• AIM: Arrange every line of the records below as a numbered list, omitting any blank lines. Leave the pictures out of the answer.

--- INPUT ROWS ---

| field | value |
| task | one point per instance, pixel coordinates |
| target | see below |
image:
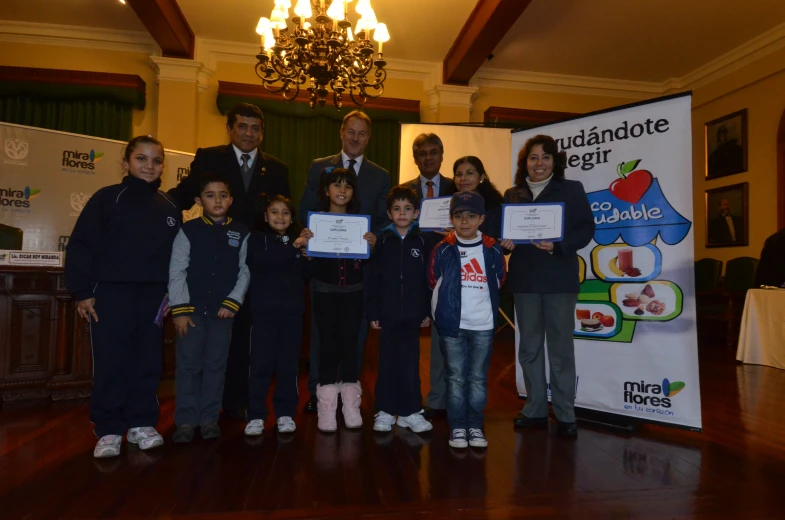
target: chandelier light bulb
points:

---

• COMPLETE ANSWER:
1. | field | value |
2. | task | one point per instance, pixel coordinates |
3. | target | see below |
4. image:
5. target: chandelier light bulb
6. points:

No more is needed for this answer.